*What you are asked to do*:
Please update the listing below, changing every "Put a dot there" to "Mark that spot" and leaving all else unchanged.

──────── Records for the exercise ────────

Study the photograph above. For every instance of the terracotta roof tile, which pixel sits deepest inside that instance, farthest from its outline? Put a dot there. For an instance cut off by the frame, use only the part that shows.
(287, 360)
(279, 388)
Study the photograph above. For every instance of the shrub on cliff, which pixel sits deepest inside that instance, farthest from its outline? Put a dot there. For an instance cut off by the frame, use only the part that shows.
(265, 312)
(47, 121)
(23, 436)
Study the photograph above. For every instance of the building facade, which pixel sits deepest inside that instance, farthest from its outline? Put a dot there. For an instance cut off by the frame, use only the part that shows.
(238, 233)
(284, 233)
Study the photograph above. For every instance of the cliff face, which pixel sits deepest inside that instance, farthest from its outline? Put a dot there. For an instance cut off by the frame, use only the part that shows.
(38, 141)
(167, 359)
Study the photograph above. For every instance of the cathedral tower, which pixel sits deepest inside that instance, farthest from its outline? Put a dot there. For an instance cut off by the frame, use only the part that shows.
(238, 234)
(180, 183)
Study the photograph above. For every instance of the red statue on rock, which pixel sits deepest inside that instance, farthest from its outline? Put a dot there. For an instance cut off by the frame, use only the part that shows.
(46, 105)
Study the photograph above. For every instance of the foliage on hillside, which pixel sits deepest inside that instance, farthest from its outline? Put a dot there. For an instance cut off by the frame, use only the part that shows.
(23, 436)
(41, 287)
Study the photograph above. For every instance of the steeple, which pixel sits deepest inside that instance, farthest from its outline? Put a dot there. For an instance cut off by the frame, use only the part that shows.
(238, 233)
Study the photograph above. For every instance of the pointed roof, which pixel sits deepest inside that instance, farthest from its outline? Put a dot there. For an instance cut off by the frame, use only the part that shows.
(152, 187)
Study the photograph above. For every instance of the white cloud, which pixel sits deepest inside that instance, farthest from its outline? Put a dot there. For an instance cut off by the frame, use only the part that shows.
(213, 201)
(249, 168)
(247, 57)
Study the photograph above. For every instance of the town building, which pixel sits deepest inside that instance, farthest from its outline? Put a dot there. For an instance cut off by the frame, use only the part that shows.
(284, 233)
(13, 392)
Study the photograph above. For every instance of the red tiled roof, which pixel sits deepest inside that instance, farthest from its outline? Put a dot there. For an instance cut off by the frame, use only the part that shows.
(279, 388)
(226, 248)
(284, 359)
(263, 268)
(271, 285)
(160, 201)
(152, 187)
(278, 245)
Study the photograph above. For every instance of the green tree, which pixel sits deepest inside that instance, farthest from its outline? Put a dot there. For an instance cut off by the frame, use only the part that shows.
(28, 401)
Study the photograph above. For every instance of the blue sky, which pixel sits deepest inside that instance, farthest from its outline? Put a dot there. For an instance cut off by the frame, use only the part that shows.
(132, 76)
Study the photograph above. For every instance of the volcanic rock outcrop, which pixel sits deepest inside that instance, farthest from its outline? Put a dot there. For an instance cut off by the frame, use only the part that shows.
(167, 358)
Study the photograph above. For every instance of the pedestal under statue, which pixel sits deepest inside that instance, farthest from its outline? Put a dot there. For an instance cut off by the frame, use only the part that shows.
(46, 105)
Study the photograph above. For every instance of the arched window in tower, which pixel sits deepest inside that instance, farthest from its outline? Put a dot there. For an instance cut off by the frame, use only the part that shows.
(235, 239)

────────

*Correct result*:
Study the photograph above. For every instance of the terracotta roof tile, which pixel sits deepest inside that instance, farthest from its outline? Mark that spot. For an instance cut off by the frame, use only the part that shows.
(287, 360)
(279, 388)
Study the photograph above. For every instance of the shrub on cliff, which pixel sits deepest inside that instance, farthest from its outline? Mark that spot. For an instance cut off by the frame, use only the part that shows.
(265, 312)
(47, 121)
(23, 436)
Study the photograph above. For every instance of the building facade, which pixel sits deepest inside that instance, farthest from its outline? Mark that spot. For an instance cut off by the frame, use only the part that shows.
(238, 233)
(284, 233)
Study the photograph above. For every instance of the cliff face, which pixel sits deepest inside that instance, farthest from its outline? Mark that spot. For an instance cut off by the frame, use only the part that shows.
(38, 141)
(167, 359)
Study the photograph above. For every instance of the cathedral tower, which pixel sits deepest inside that instance, farthest from its outline? Mark that spot. For an instance cut off by the frame, use only the part that shows.
(238, 234)
(180, 183)
Study the photograph above. For every instance of the red statue on rock, which pixel sits deepest inside that instance, farthest from its outline? Mark that spot. For an instance cut off by the frame, use only the part that shows.
(46, 105)
Study the photograph above. For every instance of the foliage on hillside, which pixel sits deepest inside that instance, farthest from its outline? Mark that spot. For an instance cut off by the frame, use only the part that shows.
(23, 436)
(41, 287)
Study the photograph above. For every instance of the steeple, which pixel sits deepest inside that instance, farthest from its outline? Mark that spot. For an instance cut off by the frame, use only the part that shows.
(238, 233)
Study the photograph above. For every instance of the pointed roof, which pixel sits deepest inside that instance, farthest from its outline? Mark that spot. For an instance cut off by the frame, use only the part that shows.
(152, 187)
Study the photograph above. For every instance of the white cloud, which pixel sits deepest inside that instance, farthest from its outline? Mark that spot. For an instance cut off by the frame, use only the part that shows.
(213, 201)
(249, 168)
(247, 57)
Study the photograph above. For every instance of the town building, which pixel sits deepest inside that instance, farthest from its outline? Mark that spot. For an instance cut off by the frame, use only the part that shows.
(284, 233)
(13, 392)
Study the photograph above. For every instance of the red tiled roof, which pixel sits deepest inside that instance, farthest from its outline? Mark that spot. For an instance cut off by the frame, use only the part that shows.
(279, 388)
(226, 248)
(284, 359)
(263, 268)
(271, 285)
(160, 201)
(152, 187)
(278, 245)
Study the photograph above. For every instance of the green tree, which pixel sits deepest inside that instance, farthest from its outline? Mark that spot. For an instance cut off by the frame, use only the part that shows.
(28, 401)
Study the photograph above. For every instance of the blue sky, which pixel sits deepest inside that instance, farthest from its outline? Mark that spot. For an instance cut off by the frame, use only the part that shows.
(132, 76)
Study the photograph above. For every instance of the volcanic rock outcrop, which pixel sits deepest inside that instance, farthest from its outline? Mark that spot. For an instance cut off by the frame, use only the part that shows.
(167, 358)
Study the photograph above. For every instance of the pedestal under statue, which pixel sits deepest inside that instance, farthest from its outline? Mark that spot. For an instance cut off by the frame, use only the part that shows.
(46, 105)
Study the photograph above. For every instance of the arched window in tower, which pixel sits deepest inside that instance, farthest from its outline? Mark that spot. For an instance cut off by the frame, use only the part that shows.
(235, 239)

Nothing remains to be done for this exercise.